WHAT TO WORK ON ▸ Restate each entry word for word, leaving nothing out.

+---+

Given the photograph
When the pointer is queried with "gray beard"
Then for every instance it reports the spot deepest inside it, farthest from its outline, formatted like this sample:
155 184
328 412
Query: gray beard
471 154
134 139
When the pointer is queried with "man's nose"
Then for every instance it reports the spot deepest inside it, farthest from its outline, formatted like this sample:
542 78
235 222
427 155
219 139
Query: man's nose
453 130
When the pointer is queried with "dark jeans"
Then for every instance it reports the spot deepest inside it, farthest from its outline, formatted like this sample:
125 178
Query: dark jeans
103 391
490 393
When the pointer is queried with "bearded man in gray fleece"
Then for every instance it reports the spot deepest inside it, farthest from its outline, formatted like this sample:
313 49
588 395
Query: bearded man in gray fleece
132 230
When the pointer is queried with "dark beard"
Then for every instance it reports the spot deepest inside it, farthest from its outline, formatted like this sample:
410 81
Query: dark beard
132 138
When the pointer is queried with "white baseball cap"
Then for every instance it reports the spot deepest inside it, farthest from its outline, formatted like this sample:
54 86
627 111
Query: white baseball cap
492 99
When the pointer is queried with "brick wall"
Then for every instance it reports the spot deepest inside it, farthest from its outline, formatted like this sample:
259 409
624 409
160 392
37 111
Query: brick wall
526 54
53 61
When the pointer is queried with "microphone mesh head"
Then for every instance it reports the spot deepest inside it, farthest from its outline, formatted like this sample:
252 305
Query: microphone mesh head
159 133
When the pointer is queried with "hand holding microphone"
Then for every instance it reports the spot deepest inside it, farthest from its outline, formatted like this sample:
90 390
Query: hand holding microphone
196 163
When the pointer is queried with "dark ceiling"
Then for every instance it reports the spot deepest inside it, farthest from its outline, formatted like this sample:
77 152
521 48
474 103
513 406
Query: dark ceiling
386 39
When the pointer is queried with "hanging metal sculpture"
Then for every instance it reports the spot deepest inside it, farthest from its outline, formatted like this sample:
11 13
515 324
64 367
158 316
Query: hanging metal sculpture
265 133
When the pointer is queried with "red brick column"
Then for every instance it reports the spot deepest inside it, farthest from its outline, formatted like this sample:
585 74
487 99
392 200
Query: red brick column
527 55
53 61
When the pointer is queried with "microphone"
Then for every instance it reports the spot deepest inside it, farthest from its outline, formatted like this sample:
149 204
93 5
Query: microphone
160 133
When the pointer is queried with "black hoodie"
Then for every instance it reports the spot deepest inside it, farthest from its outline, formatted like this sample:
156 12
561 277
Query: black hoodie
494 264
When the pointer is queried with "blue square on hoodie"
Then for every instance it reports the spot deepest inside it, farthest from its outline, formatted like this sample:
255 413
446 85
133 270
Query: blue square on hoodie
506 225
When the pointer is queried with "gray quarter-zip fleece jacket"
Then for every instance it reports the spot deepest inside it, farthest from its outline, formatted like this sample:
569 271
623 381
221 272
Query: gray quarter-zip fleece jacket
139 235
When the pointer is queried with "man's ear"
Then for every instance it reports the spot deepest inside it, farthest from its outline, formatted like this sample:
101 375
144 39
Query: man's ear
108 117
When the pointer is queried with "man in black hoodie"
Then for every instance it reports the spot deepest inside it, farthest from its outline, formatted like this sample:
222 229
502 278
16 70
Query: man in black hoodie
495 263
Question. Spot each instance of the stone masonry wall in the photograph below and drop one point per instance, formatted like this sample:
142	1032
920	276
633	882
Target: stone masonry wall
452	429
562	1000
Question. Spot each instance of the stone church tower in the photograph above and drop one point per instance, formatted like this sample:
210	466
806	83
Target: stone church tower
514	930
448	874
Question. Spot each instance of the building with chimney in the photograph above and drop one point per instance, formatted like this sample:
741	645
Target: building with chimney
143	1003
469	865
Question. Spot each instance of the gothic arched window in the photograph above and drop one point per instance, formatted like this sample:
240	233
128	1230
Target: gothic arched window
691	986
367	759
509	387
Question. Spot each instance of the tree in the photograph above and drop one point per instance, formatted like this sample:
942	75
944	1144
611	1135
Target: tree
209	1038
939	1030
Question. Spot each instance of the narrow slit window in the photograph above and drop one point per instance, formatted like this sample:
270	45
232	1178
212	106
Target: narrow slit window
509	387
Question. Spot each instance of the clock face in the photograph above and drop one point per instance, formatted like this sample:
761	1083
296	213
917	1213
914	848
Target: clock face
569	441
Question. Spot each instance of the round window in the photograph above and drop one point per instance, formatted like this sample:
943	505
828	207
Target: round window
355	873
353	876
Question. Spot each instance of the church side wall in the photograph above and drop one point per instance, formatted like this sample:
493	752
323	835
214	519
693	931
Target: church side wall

+---+

EXERCISE RESPONSE ▸
Given the photograph
When the pointer is queried with "gray beard"
Then for every instance it reports the spot deepest inside it, farthest from its outline, formatted like this sample:
155 184
328 412
Query: gray beard
471 154
134 139
When the pointer is queried with "man's nose"
Then for every instance it reports the spot deepest inside it, farthest from its outline, formatted like this sample:
542 78
235 222
427 155
219 139
Query: man's nose
453 130
When the pointer is queried with "dark jeans"
Then for every instance it reports the spot deepest inside it, farthest from its outline, formatted like this sample:
125 178
Query: dark jeans
103 391
490 393
When the pointer is queried with "bearded man in gray fleece"
Then for every instance it reports the spot deepest inside it, farthest from its outline, formatted like this sample:
313 49
588 395
Query: bearded man in gray fleece
132 230
When the pointer is queried with "dark beard"
Then for every instance it reports the spot deepest inside it, farthest from its outline, formatted like this sample:
410 81
Query: dark beard
132 138
When the pointer is queried with "white baseball cap"
Then for every instance it reports the spot deepest inside it, farthest from its outline, formatted like this sample:
54 86
627 111
Query: white baseball cap
492 99
When the pointer is queried with "brick wall"
Then for every instance it reports the spot deepest inside it, farthest from its outline, formatted like this sample:
259 409
624 409
160 392
37 111
Query: brick wall
526 54
53 61
When the pointer is queried with "microphone mesh head"
Then for every instance it reports the spot deepest inside it, farthest from its outline, formatted like this sample:
252 305
Query: microphone mesh head
159 133
When the pointer is queried with "hand holding microphone"
Then for every instance it reports the spot deepest inside it, farthest from its outline, formatted like this sample:
90 390
Query: hand holding microphone
196 163
When the pointer is queried with "dark ceiling"
Then for every instance it reports the spot deepest inside it, farthest from its outline, formatted like this sample:
77 152
521 48
474 103
513 406
Query: dark ceiling
386 39
When the pointer is queried with "hanging metal sculpture"
Then for every instance it reports the spot deepest inside it, farthest from its outline, formatted like this sample:
11 13
515 324
64 367
158 316
Query: hanging metal sculpture
265 133
When the pointer is queried with "red brick column"
Then for every instance it reports the spot deepest inside it, farthest from its outline, formatted like this sample:
585 74
487 99
392 200
Query: red brick column
527 55
53 61
When the pointer is queried with "microphone"
Then for every instance it reports the spot deepest inside it, farthest from its outline, formatted like this sample:
149 204
93 5
Query: microphone
160 133
When the pointer is queried with "black hoodie"
Then for every instance it reports the spot deepest inside it, farthest from its outline, formatted like this sample:
156 12
561 277
Query: black hoodie
494 264
When the pointer is queried with "blue square on hoodie"
Then for every instance it reports the spot deepest inside it, farthest from its outline, formatted like this sample:
255 413
446 85
133 270
Query: blue square on hoodie
506 225
When the pointer is queried with "gray quarter-zip fleece jacket"
Then for every instance it reports the spot deepest inside it, farthest from its outline, formatted like this sample:
569 271
623 381
221 272
Query: gray quarter-zip fleece jacket
139 235
When the pointer is queried with "man's ear"
Then for every instance it reports the spot deepest inside it, farthest from its outline, formatted like this sample:
101 375
144 39
Query: man's ear
108 117
When the pointer is queried with "man in black hoodie"
Then for every instance it reports the spot deepest inside it, farthest from its outline, formatted like this sample:
222 229
502 278
16 70
Query: man in black hoodie
495 263
Question. Spot each instance of the stone masonry wall in the photograph below and drop one point per instance, formatted like this sample:
142	1032
920	276
633	882
Target: stone masonry wall
452	429
562	1000
Question. Spot each instance of the stone church tower in the photograph above and drop one point per instance, formatted like this sample:
210	466
806	83
Target: stone church tower
514	930
448	874
Question. Spot each instance of the building with chimney in the photograph above and drop one point per instance, formatted like this sample:
741	645
Target: building with chimney
143	1003
469	865
Question. Spot each instance of the gothic arched window in the photograph above and drop one point per instance, formatted like this sample:
240	233
128	1230
Target: gothic arched window
691	986
367	759
509	387
Question. Spot each instance of the tree in the photograph above and drop one point per instance, formatted like this sample:
942	75
944	1144
611	1135
Target: tree
209	1038
939	1030
Question. Spot each instance of the narrow slit window in the photograph above and drop one point per instance, formatted like this sample:
270	45
232	1178
212	106
Target: narrow slit window
509	387
Question. Spot each instance of the clock face in the photograph above and drop one point per instance, formatted like this sample:
761	1083
296	213
917	1213
914	848
Target: clock face
569	441
Question. Spot each instance of the round window in the photograph above and drop one point per instance, formatted like this sample:
943	505
828	207
Target: round window
355	873
353	876
Question. Spot each instance of the church side wall in the photograph above and drop one point per instance, formatted like this sample:
493	752
323	835
214	519
693	931
Target: church side wall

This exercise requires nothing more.